*YOUR OBJECTIVE*
Swap "stone" for "marble" in everything from the row containing "the sky in this photo." down to the end of the rows, and give only those rows again with nothing else changed.

+++ EXTRACTED ENTRIES +++

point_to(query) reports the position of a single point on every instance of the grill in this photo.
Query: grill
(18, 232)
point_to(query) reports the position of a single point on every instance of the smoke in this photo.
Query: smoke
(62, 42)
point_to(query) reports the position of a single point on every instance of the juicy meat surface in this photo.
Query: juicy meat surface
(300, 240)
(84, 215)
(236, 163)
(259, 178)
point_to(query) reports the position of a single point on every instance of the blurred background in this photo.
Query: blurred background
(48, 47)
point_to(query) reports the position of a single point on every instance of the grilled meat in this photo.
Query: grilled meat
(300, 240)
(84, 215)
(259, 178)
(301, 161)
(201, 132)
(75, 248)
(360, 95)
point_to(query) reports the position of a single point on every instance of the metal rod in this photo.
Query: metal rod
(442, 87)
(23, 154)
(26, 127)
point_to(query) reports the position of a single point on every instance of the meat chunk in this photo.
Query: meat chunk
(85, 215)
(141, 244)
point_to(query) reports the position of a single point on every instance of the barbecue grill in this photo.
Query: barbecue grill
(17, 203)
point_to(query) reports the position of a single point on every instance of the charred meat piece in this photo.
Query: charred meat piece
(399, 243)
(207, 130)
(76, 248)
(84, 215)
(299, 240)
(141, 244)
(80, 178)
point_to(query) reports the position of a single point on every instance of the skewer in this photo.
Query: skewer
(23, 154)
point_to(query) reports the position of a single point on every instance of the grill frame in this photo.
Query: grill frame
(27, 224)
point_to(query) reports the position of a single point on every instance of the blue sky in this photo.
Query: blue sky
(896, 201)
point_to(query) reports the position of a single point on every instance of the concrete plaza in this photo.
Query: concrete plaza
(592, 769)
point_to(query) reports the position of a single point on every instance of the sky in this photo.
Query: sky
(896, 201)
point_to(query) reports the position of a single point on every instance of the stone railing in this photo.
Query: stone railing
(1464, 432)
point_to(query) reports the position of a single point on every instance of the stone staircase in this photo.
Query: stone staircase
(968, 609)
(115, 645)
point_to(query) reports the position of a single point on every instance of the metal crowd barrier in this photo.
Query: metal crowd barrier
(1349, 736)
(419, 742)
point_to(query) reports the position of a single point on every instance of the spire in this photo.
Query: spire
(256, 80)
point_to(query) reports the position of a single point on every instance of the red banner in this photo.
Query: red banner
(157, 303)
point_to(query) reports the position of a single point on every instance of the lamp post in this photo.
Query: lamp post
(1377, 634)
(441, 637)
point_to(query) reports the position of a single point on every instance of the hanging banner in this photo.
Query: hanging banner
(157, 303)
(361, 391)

+++

*RIGHT ANSWER*
point_to(query) reports the position of a single point on every instance of the sky in this photo.
Query: sky
(896, 201)
point_to(query) reports the position of a single point on every instance of the marble railing in this photo.
Query: marble railing
(1464, 432)
point_to(query) reports the position of a single point on every instance of the marble staircase in this photo.
Query: marble staircase
(968, 609)
(115, 645)
point_to(query) reports the position of a single point on every instance of the metal crowd barrier in this photo.
Query: metal crowd barrier
(1349, 736)
(419, 742)
point_to(query) reports the position of a single point on every instance of the spire in this photo.
Query: spire
(256, 80)
point_to(query) reports the position of a single point on every instance of the red banner in this photo.
Query: red banner
(157, 303)
point_to(query) reports the position of a single point on every instance of the lamp post in this photo.
Query: lamp post
(1377, 634)
(441, 637)
point_to(query) reports the position of a single point on every instance of the hanging banner in this photo.
Query: hanging banner
(157, 303)
(361, 391)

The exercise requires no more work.